Поставленная задача
Отберите из материала каждую строку, где встречается слово «zipper». Регистр букв учитывается.

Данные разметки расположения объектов
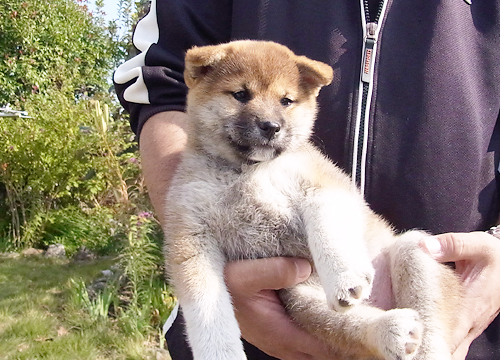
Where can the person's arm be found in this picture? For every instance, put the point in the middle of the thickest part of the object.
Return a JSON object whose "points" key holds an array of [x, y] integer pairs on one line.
{"points": [[162, 140], [477, 259]]}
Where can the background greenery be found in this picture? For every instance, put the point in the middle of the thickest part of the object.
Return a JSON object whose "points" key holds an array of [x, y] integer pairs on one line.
{"points": [[70, 172]]}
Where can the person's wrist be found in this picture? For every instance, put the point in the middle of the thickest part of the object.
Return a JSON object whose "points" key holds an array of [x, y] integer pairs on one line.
{"points": [[495, 231]]}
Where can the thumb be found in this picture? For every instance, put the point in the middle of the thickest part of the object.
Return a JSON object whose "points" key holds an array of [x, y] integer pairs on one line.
{"points": [[453, 247], [251, 276]]}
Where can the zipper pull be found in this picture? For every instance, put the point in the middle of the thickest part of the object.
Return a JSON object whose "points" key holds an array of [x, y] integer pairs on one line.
{"points": [[368, 60]]}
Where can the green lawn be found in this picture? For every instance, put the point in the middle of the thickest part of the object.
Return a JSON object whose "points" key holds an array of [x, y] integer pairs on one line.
{"points": [[40, 320]]}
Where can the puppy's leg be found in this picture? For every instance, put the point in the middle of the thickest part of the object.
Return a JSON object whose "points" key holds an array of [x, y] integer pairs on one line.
{"points": [[211, 326], [363, 332], [334, 221], [430, 288]]}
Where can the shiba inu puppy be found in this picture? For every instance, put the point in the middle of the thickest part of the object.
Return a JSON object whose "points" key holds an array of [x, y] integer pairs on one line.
{"points": [[251, 185]]}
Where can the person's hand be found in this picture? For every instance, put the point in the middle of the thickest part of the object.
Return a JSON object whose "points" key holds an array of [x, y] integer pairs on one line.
{"points": [[477, 259], [260, 313]]}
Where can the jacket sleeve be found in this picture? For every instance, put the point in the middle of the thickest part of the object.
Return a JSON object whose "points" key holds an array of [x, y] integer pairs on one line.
{"points": [[153, 81]]}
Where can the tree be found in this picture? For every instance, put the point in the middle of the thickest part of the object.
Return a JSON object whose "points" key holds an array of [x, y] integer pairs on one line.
{"points": [[52, 44]]}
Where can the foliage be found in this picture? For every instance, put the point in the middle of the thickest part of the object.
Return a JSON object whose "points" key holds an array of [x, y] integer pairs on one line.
{"points": [[53, 44], [141, 301], [40, 320]]}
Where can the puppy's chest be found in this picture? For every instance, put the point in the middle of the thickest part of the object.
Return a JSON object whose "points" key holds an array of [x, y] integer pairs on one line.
{"points": [[256, 216]]}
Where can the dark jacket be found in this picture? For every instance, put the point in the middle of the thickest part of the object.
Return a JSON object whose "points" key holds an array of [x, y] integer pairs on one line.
{"points": [[427, 152]]}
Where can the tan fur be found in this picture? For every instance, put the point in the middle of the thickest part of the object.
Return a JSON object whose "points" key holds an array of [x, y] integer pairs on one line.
{"points": [[251, 185]]}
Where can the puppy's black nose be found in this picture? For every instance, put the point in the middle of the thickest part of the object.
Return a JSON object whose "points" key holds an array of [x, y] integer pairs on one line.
{"points": [[269, 128]]}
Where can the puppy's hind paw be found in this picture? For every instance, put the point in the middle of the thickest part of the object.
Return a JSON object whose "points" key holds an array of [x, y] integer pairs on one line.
{"points": [[399, 334], [350, 288]]}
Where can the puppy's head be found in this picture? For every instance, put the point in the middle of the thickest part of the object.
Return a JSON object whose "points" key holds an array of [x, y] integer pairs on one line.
{"points": [[250, 101]]}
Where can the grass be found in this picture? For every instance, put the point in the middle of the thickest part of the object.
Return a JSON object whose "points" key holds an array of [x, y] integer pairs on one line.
{"points": [[40, 319]]}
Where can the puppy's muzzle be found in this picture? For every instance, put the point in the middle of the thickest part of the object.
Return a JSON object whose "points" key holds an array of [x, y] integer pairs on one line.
{"points": [[268, 129]]}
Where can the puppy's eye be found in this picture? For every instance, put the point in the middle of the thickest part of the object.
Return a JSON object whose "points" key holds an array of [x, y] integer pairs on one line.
{"points": [[286, 102], [242, 96]]}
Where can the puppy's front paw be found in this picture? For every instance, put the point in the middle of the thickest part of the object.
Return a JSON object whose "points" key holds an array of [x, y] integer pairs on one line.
{"points": [[398, 334], [350, 288]]}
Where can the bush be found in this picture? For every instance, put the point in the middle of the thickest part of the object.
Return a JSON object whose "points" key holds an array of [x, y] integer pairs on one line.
{"points": [[62, 157]]}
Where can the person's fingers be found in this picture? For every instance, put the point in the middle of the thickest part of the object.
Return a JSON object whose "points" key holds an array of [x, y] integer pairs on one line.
{"points": [[458, 246], [250, 276]]}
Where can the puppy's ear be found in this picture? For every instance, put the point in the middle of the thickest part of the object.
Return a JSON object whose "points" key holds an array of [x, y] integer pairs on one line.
{"points": [[313, 74], [200, 60]]}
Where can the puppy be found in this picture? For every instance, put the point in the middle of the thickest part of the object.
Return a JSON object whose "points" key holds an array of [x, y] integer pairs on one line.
{"points": [[251, 185]]}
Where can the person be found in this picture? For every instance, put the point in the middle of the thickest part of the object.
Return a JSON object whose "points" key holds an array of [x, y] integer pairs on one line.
{"points": [[412, 114]]}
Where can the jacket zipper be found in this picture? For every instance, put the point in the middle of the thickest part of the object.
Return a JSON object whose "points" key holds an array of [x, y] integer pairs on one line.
{"points": [[371, 31]]}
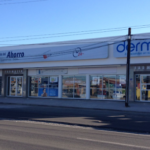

Результат выполнения
Where can the zipper pull be found in this picture? For every instance, put the point in the middle of the thickest part of the object.
Where can the jacket zipper be found in this picture? For every instance, put the point in the middle of the thickest part of the object.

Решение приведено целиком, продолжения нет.